* _SELECTED EXCERPT_:
%%

Hitch is the indispensable partner of Virgil Cole (Ed Harris); together, they've earned a modest living bringing order to frontier towns plagued by lawlessness in the 1880s.
Mr. Mortensen, a 1976 graduate of Watertown High School and a 1980 graduate of St. Lawrence University, Canton, said remnants of Hitch's imagined past here and as an former Army cadet can be found in everything from the way he handles his eight-gauge shotgun to his outfits.
"The clothes are bits and pieces of suits," he said. "It's sort of a mixture of what's left. He's clean and tidy, but he doesn't have much money. His way of riding and speaking are, in some way, remnants of being at West Point or being from that area."
Mr. Mortensen isn't a fan of most modern Westerns but said he was attracted to Appaloosa, in part, because it echoed some present-day issues.
"It has timely ideas about how much freedom is too much, for a person and even that of a country," he said.
It also offered him the chance to work again with Mr. Harris. The two have been friends since 2005, when they worked together on David Cronenberg's A History of Violence.
"I respect him as an actor and as a person," said Mr. Mortensen. "We got along well. I knew once we got going, there would be a shorthand and we would have a way to make this relationship (between Cole and Hitch) work, and people would feel that these two had a long relationship together."
Asked if he saw similarities between his off-screen friendship with Mr. Harris and their characters' relationship on-screen, Mr. Mortensen joked: "Well, we don't go around shooting guns."
He then added: "I guess we're similar in the way that they respect each other's boundaries. That's the secret of a long-term relationship. My character doesn't meddle in Virgil's business and his character doesn't meddle in my business."
The two also share a passion for horseback riding, which Mr. Mortensen said he's had since he was a small child. The actor is the son of Grace A. "Gay" Wright, Clayton, and V. Peter Mortensen, Cape Vincent.
The former Watertown resident recalls riding a few times around Cape Vincent as a teenager but said he had few opportunities to jump back into the saddle until he was cast in Young Guns II, which came out in 1990.
"I really enjoyed it," he said. "I got to ride in Lord of the Rings, which was really fun. And obviously, Hidalgo."
Mr. Mortensen said he still owns the horse he rode in Hidalgo, a 2004 film in which he played thrill-seeker Frank Hopkins, and the horse from the Rings trilogy.
The actor said he would be interested in doing another Western based on his recent experience.
"When they're done right, they're really great," he said. "I think Appaloosa is done right. It's made without imitation or pretension. It's very much in the line of the best of the classics."

%%

* _EXERCISE TASKS_:
(a) Answer these from the Appaloosa article:
(i) In what year did Mr. Mortensen graduate from St. Lawrence University?
(ii) On which film did Mr. Mortensen and Mr. Harris first work together?
(iii) Which film, released in 1990, gave Mr. Mortensen a chance to ride again?
(b) Repeat word for word the part of the Appaloosa article starting at "Hitch is the" and ending at "some present-day issues.".
The records have nothing to do with the Appaloosa article.

* _RAW DATA_:
%%

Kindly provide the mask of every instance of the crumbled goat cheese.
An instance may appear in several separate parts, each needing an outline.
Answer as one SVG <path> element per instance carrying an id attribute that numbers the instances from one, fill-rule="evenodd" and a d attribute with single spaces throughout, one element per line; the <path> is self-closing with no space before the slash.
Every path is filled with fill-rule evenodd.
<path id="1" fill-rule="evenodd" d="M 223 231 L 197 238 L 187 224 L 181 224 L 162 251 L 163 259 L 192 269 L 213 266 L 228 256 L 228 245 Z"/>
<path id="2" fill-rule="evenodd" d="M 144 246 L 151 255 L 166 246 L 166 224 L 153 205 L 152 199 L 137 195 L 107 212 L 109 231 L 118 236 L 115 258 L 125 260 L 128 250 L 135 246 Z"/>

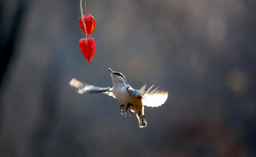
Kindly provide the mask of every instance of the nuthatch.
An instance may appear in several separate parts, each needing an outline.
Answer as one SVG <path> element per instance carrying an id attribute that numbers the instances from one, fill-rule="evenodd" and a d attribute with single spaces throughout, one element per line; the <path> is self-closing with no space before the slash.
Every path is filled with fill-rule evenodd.
<path id="1" fill-rule="evenodd" d="M 146 85 L 140 89 L 133 89 L 127 82 L 124 76 L 120 72 L 110 71 L 113 87 L 101 88 L 95 87 L 80 82 L 73 78 L 69 84 L 76 88 L 76 91 L 79 94 L 103 93 L 116 98 L 121 104 L 120 106 L 120 113 L 123 115 L 122 111 L 126 116 L 128 109 L 131 112 L 135 113 L 139 120 L 140 128 L 146 127 L 147 122 L 144 116 L 144 106 L 148 107 L 158 107 L 164 104 L 168 97 L 168 92 L 157 90 L 158 88 L 150 90 L 153 85 L 145 90 Z M 125 109 L 123 107 L 126 106 Z"/>

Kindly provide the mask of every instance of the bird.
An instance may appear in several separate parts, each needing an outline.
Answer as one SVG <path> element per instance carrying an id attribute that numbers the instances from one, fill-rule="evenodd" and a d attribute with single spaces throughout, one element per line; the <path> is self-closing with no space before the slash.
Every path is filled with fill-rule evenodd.
<path id="1" fill-rule="evenodd" d="M 146 127 L 147 123 L 144 116 L 144 106 L 154 107 L 162 105 L 167 99 L 168 92 L 158 90 L 158 87 L 151 90 L 154 85 L 146 90 L 146 85 L 140 89 L 134 89 L 128 84 L 122 73 L 113 72 L 110 68 L 109 70 L 113 83 L 112 88 L 96 87 L 82 82 L 75 78 L 72 78 L 69 85 L 75 87 L 76 92 L 79 94 L 103 93 L 116 99 L 121 104 L 119 106 L 121 114 L 126 116 L 128 109 L 130 112 L 130 116 L 132 113 L 135 113 L 139 121 L 139 127 Z"/>

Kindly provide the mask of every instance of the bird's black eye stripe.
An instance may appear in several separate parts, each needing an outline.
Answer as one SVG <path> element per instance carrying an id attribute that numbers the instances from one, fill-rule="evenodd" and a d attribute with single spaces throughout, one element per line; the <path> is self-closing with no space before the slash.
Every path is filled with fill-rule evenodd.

%%

* _SOLUTION SET_:
(a)
(i) 1980
(ii) A History of Violence
(iii) Young Guns II

(b)
Hitch is the indispensable partner of Virgil Cole (Ed Harris); together, they've earned a modest living bringing order to frontier towns plagued by lawlessness in the 1880s.
Mr. Mortensen, a 1976 graduate of Watertown High School and a 1980 graduate of St. Lawrence University, Canton, said remnants of Hitch's imagined past here and as an former Army cadet can be found in everything from the way he handles his eight-gauge shotgun to his outfits.
"The clothes are bits and pieces of suits," he said. "It's sort of a mixture of what's left. He's clean and tidy, but he doesn't have much money. His way of riding and speaking are, in some way, remnants of being at West Point or being from that area."
Mr. Mortensen isn't a fan of most modern Westerns but said he was attracted to Appaloosa, in part, because it echoed some present-day issues.